── Task data ──

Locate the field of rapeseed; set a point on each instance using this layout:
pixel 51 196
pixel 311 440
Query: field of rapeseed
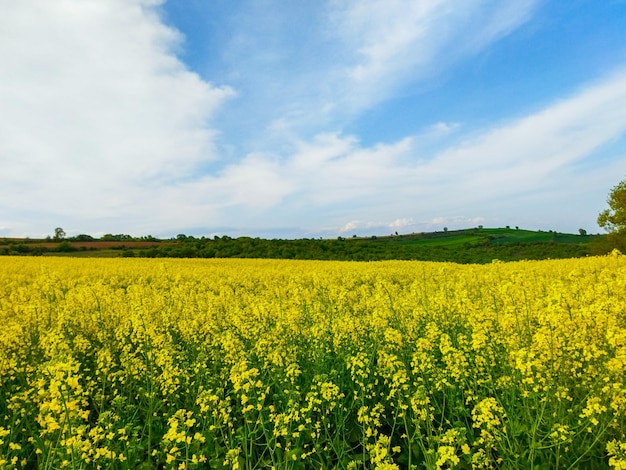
pixel 147 364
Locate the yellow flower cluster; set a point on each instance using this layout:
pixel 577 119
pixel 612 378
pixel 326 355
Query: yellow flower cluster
pixel 141 363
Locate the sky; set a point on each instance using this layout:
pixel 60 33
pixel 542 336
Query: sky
pixel 315 118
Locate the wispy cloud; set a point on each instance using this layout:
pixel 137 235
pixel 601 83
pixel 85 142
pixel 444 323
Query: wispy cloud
pixel 391 42
pixel 94 104
pixel 530 155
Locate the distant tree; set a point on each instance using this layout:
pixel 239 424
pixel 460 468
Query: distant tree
pixel 613 219
pixel 59 234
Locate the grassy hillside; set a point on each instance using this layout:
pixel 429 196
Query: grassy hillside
pixel 475 245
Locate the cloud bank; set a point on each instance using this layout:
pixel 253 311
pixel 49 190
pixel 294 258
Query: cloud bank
pixel 105 129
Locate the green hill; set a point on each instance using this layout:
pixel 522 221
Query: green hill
pixel 475 245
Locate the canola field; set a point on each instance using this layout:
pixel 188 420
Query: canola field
pixel 254 364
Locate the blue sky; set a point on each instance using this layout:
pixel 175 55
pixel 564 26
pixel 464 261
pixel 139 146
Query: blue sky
pixel 310 118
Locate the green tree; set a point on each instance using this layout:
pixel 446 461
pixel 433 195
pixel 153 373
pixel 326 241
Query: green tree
pixel 59 233
pixel 613 219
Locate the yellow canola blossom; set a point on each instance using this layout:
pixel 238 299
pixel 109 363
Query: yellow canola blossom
pixel 127 363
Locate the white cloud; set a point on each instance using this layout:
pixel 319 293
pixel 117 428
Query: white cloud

───

Problem to solve: Please transcribe every line of the listing above word for word. Leave the pictures out of your transcription.

The response:
Locate the field of rapeseed; set a point on each instance using this layout:
pixel 51 196
pixel 311 440
Query: field of rapeseed
pixel 147 364
Locate the yellow flower cluster; set a point on each instance using this layout:
pixel 577 119
pixel 612 378
pixel 326 355
Query: yellow flower cluster
pixel 141 363
Locate the sky; set a point on each instance using this layout:
pixel 60 33
pixel 542 336
Query: sky
pixel 315 118
Locate the wispy cloud; set a point on each instance using this layout:
pixel 137 235
pixel 601 83
pixel 85 142
pixel 444 323
Query: wispy cloud
pixel 391 42
pixel 94 104
pixel 530 155
Locate the distant tree; set a point on each instance using this layout:
pixel 239 424
pixel 460 468
Query: distant tree
pixel 613 219
pixel 59 234
Locate the grassy hillside; set a point on each instance using this layout:
pixel 429 196
Query: grassy hillside
pixel 475 245
Locate the cloud bank; set a point on each instance using this layout:
pixel 253 311
pixel 49 190
pixel 294 258
Query: cloud bank
pixel 105 129
Locate the green hill; set a point on each instance using this layout:
pixel 522 221
Query: green hill
pixel 475 245
Locate the canola field; set a point on each instance using this layout:
pixel 188 420
Query: canola field
pixel 254 364
Locate the blue sky; set a point on each instance using this layout:
pixel 175 55
pixel 564 26
pixel 464 261
pixel 139 146
Query: blue sky
pixel 310 118
Locate the green tree; set a point on each instance using this layout:
pixel 446 461
pixel 433 195
pixel 153 373
pixel 326 241
Query: green tree
pixel 59 233
pixel 613 219
Locate the yellow canola blossom; set a point on each instance using this layout:
pixel 238 299
pixel 109 363
Query: yellow canola blossom
pixel 127 363
Locate the white cloud; set a point on each instance using this layout:
pixel 319 293
pixel 117 428
Query: white cloud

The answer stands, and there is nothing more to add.